═════ Material provided ═════

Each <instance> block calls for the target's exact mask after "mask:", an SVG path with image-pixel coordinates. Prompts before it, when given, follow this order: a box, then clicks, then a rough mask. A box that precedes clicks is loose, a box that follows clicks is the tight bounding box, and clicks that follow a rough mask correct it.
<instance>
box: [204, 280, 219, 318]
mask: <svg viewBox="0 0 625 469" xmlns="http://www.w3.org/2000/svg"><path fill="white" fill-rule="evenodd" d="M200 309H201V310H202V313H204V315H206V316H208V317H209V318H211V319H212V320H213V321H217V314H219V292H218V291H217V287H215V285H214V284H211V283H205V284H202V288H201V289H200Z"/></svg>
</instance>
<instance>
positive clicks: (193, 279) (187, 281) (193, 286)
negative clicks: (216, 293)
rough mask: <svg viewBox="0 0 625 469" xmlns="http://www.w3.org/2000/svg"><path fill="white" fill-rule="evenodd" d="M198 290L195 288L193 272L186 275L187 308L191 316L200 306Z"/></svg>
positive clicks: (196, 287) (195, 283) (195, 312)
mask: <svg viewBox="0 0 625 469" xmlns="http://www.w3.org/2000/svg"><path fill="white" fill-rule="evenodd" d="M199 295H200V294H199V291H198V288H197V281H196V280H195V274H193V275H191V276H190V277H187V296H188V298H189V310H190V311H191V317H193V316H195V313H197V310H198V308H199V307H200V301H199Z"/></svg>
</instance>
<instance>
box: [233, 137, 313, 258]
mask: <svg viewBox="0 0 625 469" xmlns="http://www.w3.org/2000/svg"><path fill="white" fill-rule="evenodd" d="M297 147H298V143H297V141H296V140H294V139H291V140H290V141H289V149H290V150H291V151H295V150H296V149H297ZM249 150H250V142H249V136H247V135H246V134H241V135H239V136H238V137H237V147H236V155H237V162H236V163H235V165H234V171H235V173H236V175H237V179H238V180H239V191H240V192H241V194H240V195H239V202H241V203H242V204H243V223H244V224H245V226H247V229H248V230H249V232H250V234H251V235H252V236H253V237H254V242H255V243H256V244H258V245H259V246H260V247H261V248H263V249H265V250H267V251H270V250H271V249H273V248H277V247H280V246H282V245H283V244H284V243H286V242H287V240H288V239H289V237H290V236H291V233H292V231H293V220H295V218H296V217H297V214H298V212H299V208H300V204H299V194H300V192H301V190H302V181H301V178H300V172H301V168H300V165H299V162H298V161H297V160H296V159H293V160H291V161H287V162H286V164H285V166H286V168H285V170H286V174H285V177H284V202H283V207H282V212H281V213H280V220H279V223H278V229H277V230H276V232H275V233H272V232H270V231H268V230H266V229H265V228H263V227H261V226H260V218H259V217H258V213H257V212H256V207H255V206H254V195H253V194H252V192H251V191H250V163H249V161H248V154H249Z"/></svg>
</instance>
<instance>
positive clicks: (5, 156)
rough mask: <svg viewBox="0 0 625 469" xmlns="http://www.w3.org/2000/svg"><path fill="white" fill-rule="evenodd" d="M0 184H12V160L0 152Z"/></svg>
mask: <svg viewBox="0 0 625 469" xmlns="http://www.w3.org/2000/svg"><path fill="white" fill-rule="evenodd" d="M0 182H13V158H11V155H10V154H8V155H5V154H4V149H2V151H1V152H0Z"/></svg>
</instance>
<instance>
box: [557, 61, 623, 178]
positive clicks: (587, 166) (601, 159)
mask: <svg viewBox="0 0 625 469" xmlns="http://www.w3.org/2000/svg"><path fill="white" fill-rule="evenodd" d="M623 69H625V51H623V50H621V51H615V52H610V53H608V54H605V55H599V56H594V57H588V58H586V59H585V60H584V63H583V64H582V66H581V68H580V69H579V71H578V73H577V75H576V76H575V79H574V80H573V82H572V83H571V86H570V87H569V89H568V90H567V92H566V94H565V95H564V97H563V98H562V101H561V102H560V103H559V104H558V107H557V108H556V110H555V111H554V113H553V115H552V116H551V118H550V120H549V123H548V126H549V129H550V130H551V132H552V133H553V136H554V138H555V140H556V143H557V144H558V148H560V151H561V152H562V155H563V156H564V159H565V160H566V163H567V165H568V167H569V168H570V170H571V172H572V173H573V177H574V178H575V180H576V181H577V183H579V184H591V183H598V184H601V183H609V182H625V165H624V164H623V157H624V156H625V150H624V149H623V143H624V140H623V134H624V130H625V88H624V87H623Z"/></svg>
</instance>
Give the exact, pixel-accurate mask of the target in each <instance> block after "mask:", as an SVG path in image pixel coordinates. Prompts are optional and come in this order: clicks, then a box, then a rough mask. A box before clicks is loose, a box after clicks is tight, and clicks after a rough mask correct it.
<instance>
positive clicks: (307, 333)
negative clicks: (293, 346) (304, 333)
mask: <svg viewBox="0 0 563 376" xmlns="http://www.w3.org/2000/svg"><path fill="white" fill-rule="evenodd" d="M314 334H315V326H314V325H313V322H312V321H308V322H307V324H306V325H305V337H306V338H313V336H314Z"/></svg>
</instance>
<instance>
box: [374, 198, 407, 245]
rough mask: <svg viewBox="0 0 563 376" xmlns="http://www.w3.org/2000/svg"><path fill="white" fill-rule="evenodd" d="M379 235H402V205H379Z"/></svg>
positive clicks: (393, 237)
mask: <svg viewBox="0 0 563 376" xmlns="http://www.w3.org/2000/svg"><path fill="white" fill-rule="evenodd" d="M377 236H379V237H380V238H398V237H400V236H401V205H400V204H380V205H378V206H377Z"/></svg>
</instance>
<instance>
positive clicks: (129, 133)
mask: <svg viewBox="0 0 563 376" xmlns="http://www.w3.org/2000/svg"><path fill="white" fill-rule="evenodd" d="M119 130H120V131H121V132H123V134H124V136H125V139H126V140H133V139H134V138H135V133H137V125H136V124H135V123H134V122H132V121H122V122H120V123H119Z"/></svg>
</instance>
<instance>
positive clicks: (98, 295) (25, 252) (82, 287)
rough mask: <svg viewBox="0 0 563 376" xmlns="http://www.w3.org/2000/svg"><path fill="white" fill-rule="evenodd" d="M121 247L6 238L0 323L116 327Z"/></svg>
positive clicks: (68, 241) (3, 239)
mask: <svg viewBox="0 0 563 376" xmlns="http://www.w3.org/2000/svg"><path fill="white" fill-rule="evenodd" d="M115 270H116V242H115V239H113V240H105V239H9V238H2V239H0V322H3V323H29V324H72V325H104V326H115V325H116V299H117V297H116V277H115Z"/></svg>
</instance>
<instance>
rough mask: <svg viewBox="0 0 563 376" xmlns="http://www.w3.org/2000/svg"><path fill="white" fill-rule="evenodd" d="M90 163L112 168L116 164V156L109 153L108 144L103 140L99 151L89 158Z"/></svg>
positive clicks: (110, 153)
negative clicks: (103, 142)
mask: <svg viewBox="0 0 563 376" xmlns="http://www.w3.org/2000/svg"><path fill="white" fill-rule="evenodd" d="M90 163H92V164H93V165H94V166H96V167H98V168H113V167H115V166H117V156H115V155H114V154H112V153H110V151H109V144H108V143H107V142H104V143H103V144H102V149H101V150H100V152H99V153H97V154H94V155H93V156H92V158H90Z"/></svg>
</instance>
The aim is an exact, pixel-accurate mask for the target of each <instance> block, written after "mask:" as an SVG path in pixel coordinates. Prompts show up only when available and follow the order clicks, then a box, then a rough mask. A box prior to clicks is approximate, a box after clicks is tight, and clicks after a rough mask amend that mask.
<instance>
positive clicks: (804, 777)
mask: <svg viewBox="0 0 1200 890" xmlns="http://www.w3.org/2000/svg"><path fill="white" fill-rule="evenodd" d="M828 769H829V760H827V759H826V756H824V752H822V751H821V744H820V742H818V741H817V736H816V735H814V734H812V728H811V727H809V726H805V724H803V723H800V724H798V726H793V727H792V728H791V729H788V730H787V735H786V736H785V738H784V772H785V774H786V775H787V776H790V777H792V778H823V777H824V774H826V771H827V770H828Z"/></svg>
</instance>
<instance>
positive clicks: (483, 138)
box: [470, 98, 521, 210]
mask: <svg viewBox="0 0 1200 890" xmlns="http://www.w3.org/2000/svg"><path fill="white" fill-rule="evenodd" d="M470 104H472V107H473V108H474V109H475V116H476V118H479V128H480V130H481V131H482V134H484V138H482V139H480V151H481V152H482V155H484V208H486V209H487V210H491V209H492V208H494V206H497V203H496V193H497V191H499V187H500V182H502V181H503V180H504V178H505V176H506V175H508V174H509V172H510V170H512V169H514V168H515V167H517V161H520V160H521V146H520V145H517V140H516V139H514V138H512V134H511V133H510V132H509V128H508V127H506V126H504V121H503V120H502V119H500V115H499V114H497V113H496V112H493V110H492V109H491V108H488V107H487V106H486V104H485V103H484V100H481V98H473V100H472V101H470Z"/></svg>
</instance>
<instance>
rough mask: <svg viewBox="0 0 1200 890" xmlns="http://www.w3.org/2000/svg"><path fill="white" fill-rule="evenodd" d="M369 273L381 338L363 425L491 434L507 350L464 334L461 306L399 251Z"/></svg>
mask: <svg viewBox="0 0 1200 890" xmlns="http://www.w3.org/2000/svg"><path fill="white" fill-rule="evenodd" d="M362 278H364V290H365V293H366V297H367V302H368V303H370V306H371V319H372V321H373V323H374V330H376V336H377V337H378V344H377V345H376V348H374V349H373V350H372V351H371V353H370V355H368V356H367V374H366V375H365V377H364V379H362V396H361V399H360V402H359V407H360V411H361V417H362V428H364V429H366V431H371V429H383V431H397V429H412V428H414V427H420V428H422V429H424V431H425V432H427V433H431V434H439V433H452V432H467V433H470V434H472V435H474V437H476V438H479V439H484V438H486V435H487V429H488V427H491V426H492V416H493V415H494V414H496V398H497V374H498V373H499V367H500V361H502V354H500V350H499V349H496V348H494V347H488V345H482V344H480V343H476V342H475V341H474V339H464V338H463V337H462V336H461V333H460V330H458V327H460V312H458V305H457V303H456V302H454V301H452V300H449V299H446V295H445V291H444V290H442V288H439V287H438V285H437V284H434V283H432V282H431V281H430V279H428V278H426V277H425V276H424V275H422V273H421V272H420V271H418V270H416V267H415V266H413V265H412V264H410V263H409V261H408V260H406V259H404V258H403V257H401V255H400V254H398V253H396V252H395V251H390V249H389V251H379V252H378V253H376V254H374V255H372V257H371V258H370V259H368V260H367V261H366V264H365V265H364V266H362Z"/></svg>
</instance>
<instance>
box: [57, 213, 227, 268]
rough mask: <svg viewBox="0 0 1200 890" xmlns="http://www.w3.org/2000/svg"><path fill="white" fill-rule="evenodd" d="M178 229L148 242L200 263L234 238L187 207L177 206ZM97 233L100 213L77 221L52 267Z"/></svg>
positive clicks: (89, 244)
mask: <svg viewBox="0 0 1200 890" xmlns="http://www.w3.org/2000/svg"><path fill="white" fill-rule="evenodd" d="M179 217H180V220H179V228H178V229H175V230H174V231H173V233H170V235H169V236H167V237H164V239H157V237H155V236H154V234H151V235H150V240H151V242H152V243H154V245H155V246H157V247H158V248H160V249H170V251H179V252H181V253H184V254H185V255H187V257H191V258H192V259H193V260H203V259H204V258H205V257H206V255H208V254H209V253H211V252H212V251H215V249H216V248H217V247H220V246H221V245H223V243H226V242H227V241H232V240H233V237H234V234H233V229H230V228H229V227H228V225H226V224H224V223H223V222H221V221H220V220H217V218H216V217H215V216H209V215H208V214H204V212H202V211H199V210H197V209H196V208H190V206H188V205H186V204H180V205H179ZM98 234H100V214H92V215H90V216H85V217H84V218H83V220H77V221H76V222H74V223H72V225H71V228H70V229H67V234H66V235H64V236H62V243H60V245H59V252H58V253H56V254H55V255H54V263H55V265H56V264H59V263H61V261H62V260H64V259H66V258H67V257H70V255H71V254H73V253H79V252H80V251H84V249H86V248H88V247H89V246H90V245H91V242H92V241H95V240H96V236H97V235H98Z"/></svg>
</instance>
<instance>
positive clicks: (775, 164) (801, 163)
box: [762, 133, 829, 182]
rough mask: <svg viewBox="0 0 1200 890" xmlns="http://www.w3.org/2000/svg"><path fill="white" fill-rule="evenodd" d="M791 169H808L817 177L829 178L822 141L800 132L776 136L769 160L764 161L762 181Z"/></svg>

═════

Report the number of lines of the listing above that hold the string "follow", with no other text.

→ **Task result**
2